## CONSIGNE
Pour chacune des affirmations suivantes, dites si elle est conforme à l'extrait sur la schizophrénie en répondant par oui ou par non, et citez les mots du texte qui tranchent. (a) Bleuler plaçait la détérioration émotionnelle au premier plan du tableau clinique. (b) Le ressenti émotionnel des sujets souffrant de schizophrénie est en général diminué. (c) La négligence émotionnelle semble liée à une augmentation du volume de matière grise.

## EXTRAIT
◆ ◆ ◆ ◆ ◆

Sessions thématiques du congrès 2014 :
S1 – Changer de paradigmes dans les approches de la schizophrénie : de Bleuler aux hypothèses actuelles
Président : Pierre Michel LLORCA – Clermont-Ferrand
>S1A – Changer de paradigme sémiologique : et si Bleuler avait raison ?
Eric FAKRA – Marseille
>S1B – Changer de paradigme physiopathologique : schizophrénie et vitamine D
Pierre VIDAILHET – Strasbourg
>S1C – Changer de paradigme thérapeutique : schizophrénie et antiinflammatoires
Guillaume FOND – Créteil

Sur le plan sémiologique, après une large place accordée à la clinique des troubles cognitifs de la schizophrénie, c’est désormais dans le champ des troubles émotionnels que les travaux les plus novateurs se portent. Si Bleuler avait déjà ciblé cette dimension (“La détérioration émotionnelle prend la première place du tableau clinique”, 1911), elle était par la suite passée au second plan. Pourtant, ces dysfonctionnements des processus émotionnels sont largement prédictifs du pronostic, aussi bien en terme d’habiletés sociales que d’autonomie ou de qualité de vie. De même que les perturbations cognitives apparaissaient comme le chaînon intermédiaire entre perturbations neurobiologiques et manifestations psychiques et comportementales pathologiques, les troubles de la perception émotionnelle peuvent être considérés comme un processus  intermédiaire dans la relation entre cognition et fonctionnement global. Les recherches actuelles portent sur l’ensemble des anomalies de l’expérience émotionnelle chez le sujet schizophrène : la perception émotionnelle (reconnaissance des émotions d’autrui), le ressenti émotionnel, les manifestations physiologiques objectives ou “éveil émotionnel”, et l’expressivité émotionnelle (motricité faciale). L’induction émotionnelle expérimentale peut se faire par exemple par projection de photos ou de film à contenu émotionnel variable. On a ainsi pu montrer que l’expression émotionnelle des sujets souffrant de schizophrénie était en général diminuée, mais que leur ressenti émotionnel et leur réactivité émotionnelle était plutôt augmentés : la diminution apparente de l’expression émotionnelle de ces sujets ne correspondrait donc pas à une moindre capacité à ressentir les émotions, mais à une difficulté à exprimer ce ressenti. Ce point est évidemment central pour expliquer certaines difficultés relationnelles du schizophrène, le patient étant perçu par l’entourage (par les thérapeutes?) comme peu accessible aux émotions, alors qu’au contraire il est hyper-sensible.
Par ailleurs, la reconnaissance des émotions d’autrui apparaît diminuée chez les schizophrènes (déficit de théorie de l’esprit qui peut rendre compte des difficultés d’intégration sociale de ces patients), et la négligence émotionnelle semble corrélée avec une diminution du volume total de matière grise, et en particulier du volume de matière grise du cortex pré-frontal dorso-latéral.

◆ ◆ ◆ ◆ ◆

Entrées de données enregistrées:
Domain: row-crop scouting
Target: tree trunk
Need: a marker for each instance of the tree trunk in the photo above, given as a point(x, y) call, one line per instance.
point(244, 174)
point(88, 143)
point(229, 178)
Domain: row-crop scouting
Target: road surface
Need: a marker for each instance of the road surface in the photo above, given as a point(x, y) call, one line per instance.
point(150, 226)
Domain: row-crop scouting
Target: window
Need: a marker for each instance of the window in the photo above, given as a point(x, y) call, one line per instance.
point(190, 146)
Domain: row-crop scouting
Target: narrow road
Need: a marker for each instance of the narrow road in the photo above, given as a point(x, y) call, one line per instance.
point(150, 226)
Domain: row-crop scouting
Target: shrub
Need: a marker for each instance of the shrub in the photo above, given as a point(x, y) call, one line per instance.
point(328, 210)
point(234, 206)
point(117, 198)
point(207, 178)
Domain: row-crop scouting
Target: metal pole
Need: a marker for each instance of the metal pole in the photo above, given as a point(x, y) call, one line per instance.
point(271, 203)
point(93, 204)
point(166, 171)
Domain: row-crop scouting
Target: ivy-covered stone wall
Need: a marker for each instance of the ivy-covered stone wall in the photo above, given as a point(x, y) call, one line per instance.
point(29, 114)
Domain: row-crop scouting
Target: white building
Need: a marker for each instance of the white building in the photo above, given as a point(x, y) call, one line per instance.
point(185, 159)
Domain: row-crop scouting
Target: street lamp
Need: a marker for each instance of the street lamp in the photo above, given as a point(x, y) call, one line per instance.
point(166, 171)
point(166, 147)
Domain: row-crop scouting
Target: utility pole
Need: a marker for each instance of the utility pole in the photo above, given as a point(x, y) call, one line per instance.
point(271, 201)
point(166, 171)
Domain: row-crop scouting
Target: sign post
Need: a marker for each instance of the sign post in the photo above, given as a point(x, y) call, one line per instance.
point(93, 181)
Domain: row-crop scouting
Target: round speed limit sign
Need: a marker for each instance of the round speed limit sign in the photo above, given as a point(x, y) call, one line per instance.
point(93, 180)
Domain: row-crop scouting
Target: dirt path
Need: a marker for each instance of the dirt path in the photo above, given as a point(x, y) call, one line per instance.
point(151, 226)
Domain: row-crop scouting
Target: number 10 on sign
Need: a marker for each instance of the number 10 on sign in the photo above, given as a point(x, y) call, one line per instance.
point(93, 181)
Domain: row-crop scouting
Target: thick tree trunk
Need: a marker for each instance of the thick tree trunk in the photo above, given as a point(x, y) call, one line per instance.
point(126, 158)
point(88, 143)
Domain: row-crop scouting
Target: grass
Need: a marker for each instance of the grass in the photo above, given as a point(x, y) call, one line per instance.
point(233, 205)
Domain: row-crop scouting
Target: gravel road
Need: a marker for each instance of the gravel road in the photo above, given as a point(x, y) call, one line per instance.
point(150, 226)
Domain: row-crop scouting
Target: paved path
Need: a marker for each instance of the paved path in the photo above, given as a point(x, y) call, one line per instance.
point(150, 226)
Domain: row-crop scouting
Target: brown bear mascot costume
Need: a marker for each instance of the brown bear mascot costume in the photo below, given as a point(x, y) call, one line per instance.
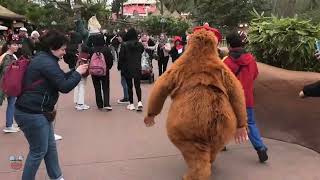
point(208, 104)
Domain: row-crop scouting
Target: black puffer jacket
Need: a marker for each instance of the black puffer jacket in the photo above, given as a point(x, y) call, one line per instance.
point(42, 97)
point(130, 59)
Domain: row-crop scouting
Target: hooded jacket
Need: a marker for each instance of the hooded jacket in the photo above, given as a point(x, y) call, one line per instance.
point(248, 72)
point(176, 52)
point(130, 55)
point(42, 96)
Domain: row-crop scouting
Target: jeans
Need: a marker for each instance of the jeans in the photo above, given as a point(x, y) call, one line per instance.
point(40, 136)
point(124, 87)
point(79, 92)
point(254, 134)
point(130, 88)
point(102, 97)
point(10, 111)
point(162, 64)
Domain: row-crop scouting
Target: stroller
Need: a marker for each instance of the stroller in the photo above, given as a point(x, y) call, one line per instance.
point(146, 68)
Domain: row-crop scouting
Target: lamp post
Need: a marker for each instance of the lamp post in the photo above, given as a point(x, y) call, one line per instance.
point(162, 21)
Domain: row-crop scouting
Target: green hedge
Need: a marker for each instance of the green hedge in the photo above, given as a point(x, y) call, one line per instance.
point(287, 43)
point(157, 24)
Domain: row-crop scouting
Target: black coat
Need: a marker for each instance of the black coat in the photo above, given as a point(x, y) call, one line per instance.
point(130, 59)
point(174, 54)
point(71, 55)
point(107, 55)
point(43, 96)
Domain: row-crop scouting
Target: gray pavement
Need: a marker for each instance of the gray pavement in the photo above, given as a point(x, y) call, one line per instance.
point(117, 146)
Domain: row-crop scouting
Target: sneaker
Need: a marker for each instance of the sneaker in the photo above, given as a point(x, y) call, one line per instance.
point(11, 129)
point(131, 107)
point(82, 107)
point(57, 137)
point(123, 101)
point(225, 148)
point(108, 108)
point(15, 125)
point(263, 156)
point(86, 106)
point(140, 106)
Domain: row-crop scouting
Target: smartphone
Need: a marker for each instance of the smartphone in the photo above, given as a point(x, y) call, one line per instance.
point(318, 45)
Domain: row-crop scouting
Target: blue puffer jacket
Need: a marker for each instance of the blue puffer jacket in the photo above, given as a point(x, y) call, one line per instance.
point(42, 96)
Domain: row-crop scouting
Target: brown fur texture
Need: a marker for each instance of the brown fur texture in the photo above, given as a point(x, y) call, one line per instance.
point(207, 104)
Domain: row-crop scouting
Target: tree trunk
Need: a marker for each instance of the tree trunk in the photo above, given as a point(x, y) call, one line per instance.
point(161, 7)
point(122, 1)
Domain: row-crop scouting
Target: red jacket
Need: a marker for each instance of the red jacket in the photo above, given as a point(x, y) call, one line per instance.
point(247, 74)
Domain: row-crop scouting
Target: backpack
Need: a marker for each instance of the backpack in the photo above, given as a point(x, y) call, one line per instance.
point(12, 81)
point(83, 58)
point(98, 66)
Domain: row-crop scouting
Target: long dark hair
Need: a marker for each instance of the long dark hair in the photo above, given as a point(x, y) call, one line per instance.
point(53, 40)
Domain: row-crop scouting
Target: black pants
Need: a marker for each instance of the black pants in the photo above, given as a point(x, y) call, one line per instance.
point(103, 83)
point(137, 87)
point(162, 64)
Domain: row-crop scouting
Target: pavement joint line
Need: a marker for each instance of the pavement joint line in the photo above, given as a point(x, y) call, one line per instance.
point(103, 162)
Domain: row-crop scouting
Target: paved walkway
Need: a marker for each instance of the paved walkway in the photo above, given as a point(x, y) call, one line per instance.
point(117, 146)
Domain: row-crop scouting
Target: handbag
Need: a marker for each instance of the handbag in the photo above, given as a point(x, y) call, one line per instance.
point(50, 116)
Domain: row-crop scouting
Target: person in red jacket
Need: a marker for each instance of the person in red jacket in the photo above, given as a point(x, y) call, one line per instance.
point(243, 65)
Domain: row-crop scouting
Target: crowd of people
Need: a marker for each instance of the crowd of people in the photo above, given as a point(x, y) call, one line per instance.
point(34, 109)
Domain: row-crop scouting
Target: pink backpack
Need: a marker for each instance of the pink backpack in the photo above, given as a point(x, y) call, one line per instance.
point(12, 81)
point(98, 66)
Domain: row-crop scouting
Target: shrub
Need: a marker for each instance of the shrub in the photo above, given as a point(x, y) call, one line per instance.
point(171, 26)
point(287, 43)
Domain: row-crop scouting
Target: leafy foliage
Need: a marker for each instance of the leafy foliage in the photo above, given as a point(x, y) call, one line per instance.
point(287, 43)
point(169, 25)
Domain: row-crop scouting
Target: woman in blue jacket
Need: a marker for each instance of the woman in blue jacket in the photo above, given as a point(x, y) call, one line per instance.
point(35, 107)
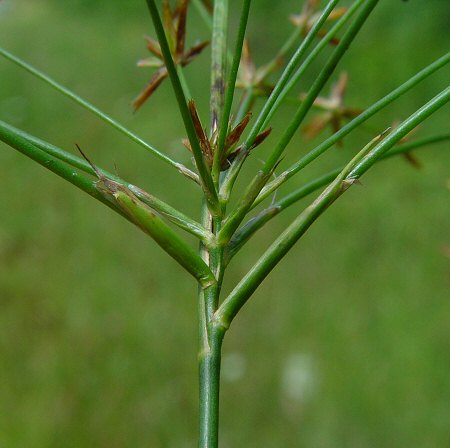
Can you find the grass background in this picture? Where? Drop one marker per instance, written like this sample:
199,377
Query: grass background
345,344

◆ ◆ ◆ ◆ ◆

## CORRIGÉ
(a) Oui : « La détérioration émotionnelle prend la première place du tableau clinique ».
(b) Non : « leur ressenti émotionnel et leur réactivité émotionnelle était plutôt augmentés ».
(c) Non : « la négligence émotionnelle semble corrélée avec une diminution du volume total de matière grise ».